[Stored data entries]

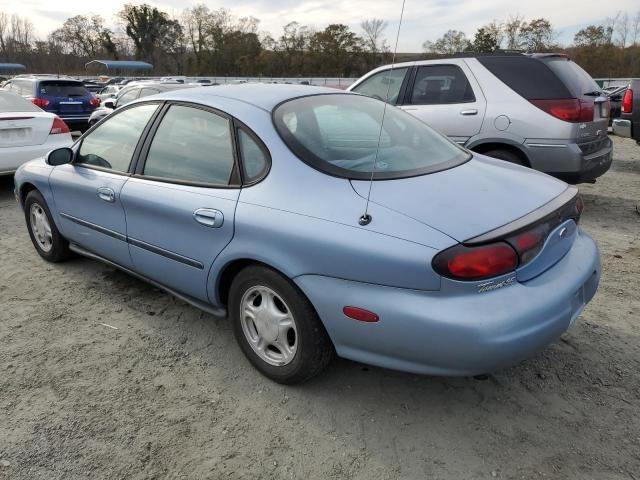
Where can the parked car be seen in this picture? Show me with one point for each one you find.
(66, 98)
(615, 99)
(628, 125)
(130, 93)
(542, 111)
(27, 132)
(250, 200)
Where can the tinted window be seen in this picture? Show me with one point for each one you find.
(383, 85)
(128, 96)
(61, 88)
(12, 102)
(441, 84)
(112, 143)
(528, 77)
(575, 78)
(340, 134)
(253, 157)
(191, 145)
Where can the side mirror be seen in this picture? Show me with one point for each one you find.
(59, 156)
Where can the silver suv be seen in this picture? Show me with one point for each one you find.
(540, 110)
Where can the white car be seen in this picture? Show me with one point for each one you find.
(27, 132)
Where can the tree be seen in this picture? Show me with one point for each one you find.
(335, 50)
(537, 35)
(591, 36)
(454, 41)
(150, 29)
(488, 38)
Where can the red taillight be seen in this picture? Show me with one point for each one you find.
(360, 314)
(58, 127)
(39, 102)
(529, 243)
(570, 110)
(476, 263)
(627, 101)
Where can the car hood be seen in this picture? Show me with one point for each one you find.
(468, 200)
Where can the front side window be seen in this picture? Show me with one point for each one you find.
(383, 85)
(441, 84)
(191, 145)
(112, 143)
(340, 134)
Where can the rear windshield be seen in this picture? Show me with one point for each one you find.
(61, 88)
(340, 133)
(11, 102)
(572, 75)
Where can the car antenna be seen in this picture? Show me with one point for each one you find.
(366, 218)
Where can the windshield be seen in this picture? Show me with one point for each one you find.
(339, 134)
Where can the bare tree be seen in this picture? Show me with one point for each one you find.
(622, 28)
(373, 30)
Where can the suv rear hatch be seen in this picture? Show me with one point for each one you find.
(558, 86)
(66, 98)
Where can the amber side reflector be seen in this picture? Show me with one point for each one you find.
(360, 314)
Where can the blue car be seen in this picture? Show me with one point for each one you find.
(321, 223)
(67, 98)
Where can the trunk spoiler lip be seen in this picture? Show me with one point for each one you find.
(548, 209)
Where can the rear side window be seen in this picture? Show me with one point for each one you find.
(112, 143)
(191, 145)
(575, 78)
(441, 84)
(253, 156)
(528, 77)
(61, 88)
(11, 102)
(383, 85)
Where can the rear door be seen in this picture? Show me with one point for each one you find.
(180, 204)
(447, 98)
(87, 192)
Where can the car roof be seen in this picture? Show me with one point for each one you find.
(260, 95)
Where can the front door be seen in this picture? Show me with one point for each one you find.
(88, 191)
(181, 203)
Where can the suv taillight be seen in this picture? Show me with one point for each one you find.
(58, 127)
(476, 263)
(570, 110)
(39, 102)
(627, 101)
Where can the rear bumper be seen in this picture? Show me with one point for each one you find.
(457, 334)
(572, 162)
(12, 157)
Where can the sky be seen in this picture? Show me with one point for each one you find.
(423, 19)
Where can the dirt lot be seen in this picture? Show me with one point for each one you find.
(167, 393)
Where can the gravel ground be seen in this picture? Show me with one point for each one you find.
(103, 376)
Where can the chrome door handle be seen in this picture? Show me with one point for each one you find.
(209, 217)
(107, 194)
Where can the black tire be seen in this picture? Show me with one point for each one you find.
(314, 349)
(507, 156)
(59, 246)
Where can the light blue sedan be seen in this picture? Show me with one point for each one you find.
(251, 201)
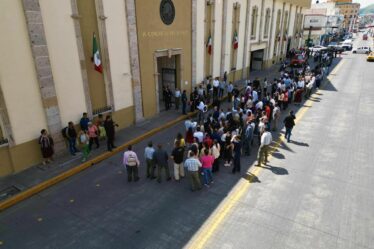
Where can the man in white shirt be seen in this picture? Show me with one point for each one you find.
(263, 152)
(199, 135)
(254, 95)
(177, 97)
(215, 87)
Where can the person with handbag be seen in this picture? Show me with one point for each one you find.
(131, 162)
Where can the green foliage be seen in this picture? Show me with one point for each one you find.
(367, 10)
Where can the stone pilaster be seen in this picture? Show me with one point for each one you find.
(194, 30)
(7, 128)
(105, 57)
(77, 28)
(134, 59)
(43, 68)
(223, 45)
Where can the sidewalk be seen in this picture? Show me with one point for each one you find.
(37, 174)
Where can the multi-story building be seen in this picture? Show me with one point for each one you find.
(47, 77)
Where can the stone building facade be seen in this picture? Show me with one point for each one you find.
(47, 77)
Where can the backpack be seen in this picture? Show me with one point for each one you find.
(64, 131)
(131, 160)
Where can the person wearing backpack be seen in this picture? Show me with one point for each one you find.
(131, 162)
(83, 139)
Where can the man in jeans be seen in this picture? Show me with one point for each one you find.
(160, 158)
(71, 135)
(263, 152)
(177, 156)
(193, 165)
(148, 155)
(289, 123)
(131, 162)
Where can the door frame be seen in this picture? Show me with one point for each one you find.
(178, 52)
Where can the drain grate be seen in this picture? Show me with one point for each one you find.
(8, 192)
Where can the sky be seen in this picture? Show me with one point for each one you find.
(363, 3)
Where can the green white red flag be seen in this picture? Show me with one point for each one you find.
(209, 44)
(96, 59)
(235, 41)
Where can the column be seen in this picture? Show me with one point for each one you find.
(43, 68)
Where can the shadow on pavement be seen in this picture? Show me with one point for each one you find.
(276, 170)
(300, 143)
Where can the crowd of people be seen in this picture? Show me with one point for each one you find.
(220, 138)
(216, 138)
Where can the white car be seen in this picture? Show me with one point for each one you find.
(361, 50)
(317, 48)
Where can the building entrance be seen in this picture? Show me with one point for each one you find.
(168, 76)
(257, 58)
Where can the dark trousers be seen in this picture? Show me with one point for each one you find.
(184, 106)
(288, 134)
(167, 172)
(72, 147)
(150, 168)
(216, 165)
(236, 167)
(93, 140)
(110, 142)
(132, 172)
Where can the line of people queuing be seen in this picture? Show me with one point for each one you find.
(90, 132)
(220, 138)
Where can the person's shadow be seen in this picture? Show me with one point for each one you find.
(299, 143)
(276, 170)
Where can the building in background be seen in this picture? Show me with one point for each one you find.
(50, 73)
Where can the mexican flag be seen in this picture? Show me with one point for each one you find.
(209, 44)
(235, 42)
(96, 55)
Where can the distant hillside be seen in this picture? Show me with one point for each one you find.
(367, 10)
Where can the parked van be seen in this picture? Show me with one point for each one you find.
(347, 45)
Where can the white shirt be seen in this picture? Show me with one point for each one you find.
(300, 84)
(259, 105)
(199, 136)
(215, 83)
(254, 96)
(177, 93)
(201, 106)
(266, 138)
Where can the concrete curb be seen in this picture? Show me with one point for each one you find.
(71, 172)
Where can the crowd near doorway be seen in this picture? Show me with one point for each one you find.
(257, 58)
(168, 68)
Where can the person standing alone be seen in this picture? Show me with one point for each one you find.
(131, 162)
(263, 152)
(177, 155)
(160, 158)
(109, 125)
(289, 123)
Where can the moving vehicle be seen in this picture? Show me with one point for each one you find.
(361, 50)
(347, 45)
(370, 57)
(317, 48)
(298, 60)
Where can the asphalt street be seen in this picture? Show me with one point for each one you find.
(316, 191)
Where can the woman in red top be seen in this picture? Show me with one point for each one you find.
(207, 161)
(189, 136)
(93, 133)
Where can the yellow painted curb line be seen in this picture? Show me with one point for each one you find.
(71, 172)
(200, 239)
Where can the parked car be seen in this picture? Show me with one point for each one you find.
(361, 50)
(298, 60)
(370, 57)
(347, 45)
(317, 48)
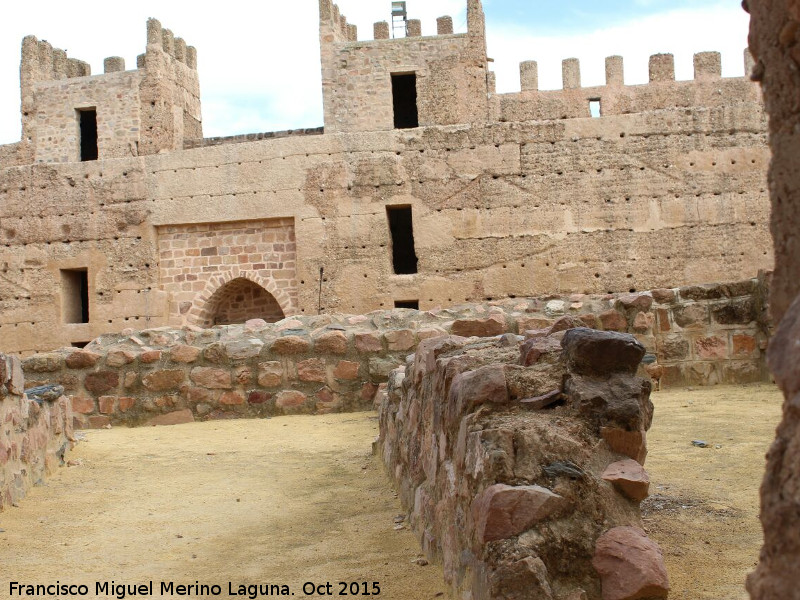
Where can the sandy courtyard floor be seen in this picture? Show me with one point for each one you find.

TASK DESCRIPTION: Only the text of the records belongs in your answer, repeated exactly; the pictures stay out.

ANSWER FOR THE TASK:
Where can the parked car be seen in this picture? Show me with one point for each one you find.
(66, 98)
(615, 99)
(628, 125)
(130, 93)
(542, 111)
(27, 132)
(250, 200)
Where can the tinted window be seen in this picture? Show me with one point for each one you find.
(383, 85)
(128, 96)
(61, 88)
(12, 102)
(441, 84)
(112, 143)
(528, 77)
(575, 78)
(340, 134)
(253, 157)
(191, 145)
Where can the side mirror be seen in this picture? Show me with one point for each one you find.
(59, 156)
Where can the silver suv be seen in this picture? Show me with one point for each one you find.
(540, 110)
Where can the white car be seen in this picture? Show me with one point for each one you find.
(27, 132)
Where can the tree be seen in this picture? Show me with one point for each one you find.
(335, 50)
(537, 35)
(591, 36)
(454, 41)
(150, 29)
(488, 38)
Where can the red taillight be seen in this picture? Show me with one point for each one you find.
(360, 314)
(58, 127)
(39, 102)
(529, 243)
(570, 110)
(476, 263)
(627, 101)
Where can the car hood be seen in this picture? Show me with one point for each one you find.
(468, 200)
Where can the front side window be seen in this picture? Show me with one point for each one you find.
(383, 85)
(441, 84)
(191, 145)
(112, 143)
(340, 134)
Where can the rear windshield be seen in this picture? Show me with one point for each one you find.
(61, 88)
(340, 133)
(11, 102)
(572, 75)
Where can the car antenna be seen in this picture? Show me with one point for each one you find.
(366, 218)
Where can the windshield be seen in this picture? Show me with one point for each one you find.
(339, 134)
Where can the bare tree be seen in this picture? Show me with one point for each one you find.
(622, 28)
(373, 30)
Where can the suv rear hatch be seen in this picture? Show me with one point for each one you find.
(558, 86)
(66, 98)
Where can the amber side reflector be seen in this picture? Show me with one point for each one you find.
(360, 314)
Where can the blue car be seen in this picture? Show me with one point for each one you find.
(321, 223)
(67, 98)
Where can the trunk spoiler lip be seen in this picture? Show me with one point for each one you find.
(548, 209)
Where can the rear side window be seen in this picture? Show me with one point for each one you find.
(112, 143)
(191, 145)
(575, 78)
(441, 84)
(253, 156)
(528, 77)
(61, 88)
(11, 102)
(383, 85)
Where can the rear door be seen in this picture? Show me with one point for each one you find.
(180, 204)
(447, 98)
(87, 192)
Where can the car roof be seen in this picture? Show me with one point for each one you find.
(260, 95)
Where can the front door be seen in this picture? Show me with one point for each one you find.
(88, 191)
(181, 203)
Where can the suv taillight be seen in this picture? Show me with one point for each one you find.
(58, 127)
(476, 263)
(570, 110)
(39, 102)
(627, 101)
Where can the rear bumper be seen in this picture? Show me with one point for each one you find.
(457, 334)
(572, 162)
(12, 157)
Where can the sky be seen in this picture? Show me with one point for each one you find.
(423, 19)
Where can the dirt lot be seen in this picture? Show me with one point for each one you find.
(167, 393)
Where can the gravel ground be seen in this picture? Show me with one point for each one you find.
(103, 376)
Where can the chrome door handle be seen in this picture? Show me with one point for each one you find.
(209, 217)
(107, 194)
Where can the black tire be seen in this picture? Show me with one point for each one you find.
(314, 349)
(507, 156)
(59, 246)
Where can the light blue sedan be seen in this picture? Show me with one point for each one you find.
(251, 201)
Where can the man in white shirt be seen in this picture? Show me with one point for each one you find.
(263, 152)
(199, 135)
(254, 95)
(177, 97)
(215, 87)
Where can the person with handbag be seen in this picture? Show me with one point for each one you find.
(131, 162)
Where can the green foliage be seen in this picture? Show me with one point for each one you find.
(367, 10)
Where can the stone pilaster be seen in this picture? Show me with one point for each one you find.
(194, 30)
(7, 128)
(105, 57)
(77, 28)
(134, 59)
(43, 68)
(223, 45)
Where can the sidewalk be seen in this picture? Show me with one point for each one you find.
(37, 174)
Where can the multi-story building be seen in this picture? Show me with one point for each one you find.
(47, 77)
Where can the stone building facade be seen in this picture? Show me with one point for each one you find.
(47, 77)
Where can the backpack be seen in this picture? Show me with one point for each one you find.
(64, 131)
(131, 160)
Where can the person wearing backpack be seen in this picture? Show me with one point for each one you find.
(131, 162)
(83, 139)
Where can the man in jeans be seen in this picture? Show me with one point for each one you find.
(160, 158)
(71, 135)
(263, 152)
(177, 156)
(193, 165)
(148, 155)
(289, 123)
(131, 162)
Where can the door frame be seen in this picture? Show me with one point for each one you find.
(178, 52)
Where can the drain grate be seen in this picture? Show me with one point for each one you find.
(8, 192)
Where can the sky be seen in this picture? Show me with one point for each one you find.
(363, 3)
Where can the green white red flag be seen in this picture? Show me with one point for each one you find.
(209, 44)
(96, 59)
(235, 41)
Where can the column be seen in this picture? Show me with one point for each one you find.
(43, 68)
Where can the shadow on pavement be seen in this picture? Show me with one point for each one you find.
(276, 170)
(300, 143)
Where can the crowd of people be seen in this picture? Show me with one point for each one you find.
(220, 138)
(216, 138)
Where can the white car be seen in this picture? Show me with one point for each one you find.
(361, 50)
(317, 48)
Where can the building entrance be seen in this picture? Show me with one point for each one you find.
(168, 76)
(257, 58)
Where can the dark trousers be seen in this picture? Show me with one point for each one you find.
(184, 106)
(288, 134)
(167, 172)
(72, 147)
(150, 168)
(216, 165)
(236, 167)
(93, 140)
(110, 142)
(132, 172)
Where can the line of people queuing be seen in this picture? Show me with one point for each one you find.
(90, 132)
(220, 138)
Where can the person's shadow be seen in this picture? Show me with one point for each one you find.
(299, 143)
(276, 170)
Where can the building in background be seen in this picture? Show me with one point for each one you find.
(50, 73)
Where can the mexican flag be seen in this picture? Show me with one point for each one you find.
(209, 44)
(235, 42)
(96, 55)
Where can the distant hillside be seen in this picture? Show me with one point for each one you find.
(367, 10)
Where can the parked van be seen in this picture? Show me with one point for each one you find.
(347, 45)
Where can the white shirt be seen in this picture? Show me with one point for each one you find.
(300, 84)
(259, 105)
(199, 136)
(215, 83)
(254, 96)
(177, 93)
(201, 106)
(266, 138)
Where can the concrete curb be seen in this picture? Show me with one point for each one you find.
(71, 172)
Where can the crowd near doorway be seen in this picture? Show me with one point for each one you find.
(257, 58)
(168, 68)
Where can the person standing alone be seen in this picture? Show me with one point for each one you find.
(131, 162)
(263, 152)
(177, 155)
(160, 158)
(109, 125)
(289, 123)
Where can the moving vehicle be seen in this picture? Show me with one point for each one you find.
(361, 50)
(347, 45)
(370, 57)
(317, 48)
(298, 60)
Where can the asphalt street be seen in this picture? Show me with one point for each one you find.
(316, 191)
Where can the woman in red top be seen in this picture? Show me with one point for each one you find.
(207, 161)
(189, 136)
(93, 133)
Where can the yellow painted curb line be seen in this picture? Show me with one point for each one you find.
(71, 172)
(200, 239)
Where can the parked car be seen in this picture? Show me with one point for each one you find.
(361, 50)
(298, 60)
(370, 57)
(347, 45)
(317, 48)
Where can the sandy courtyard floor be seen in this picture? Show me with one point for each one you find.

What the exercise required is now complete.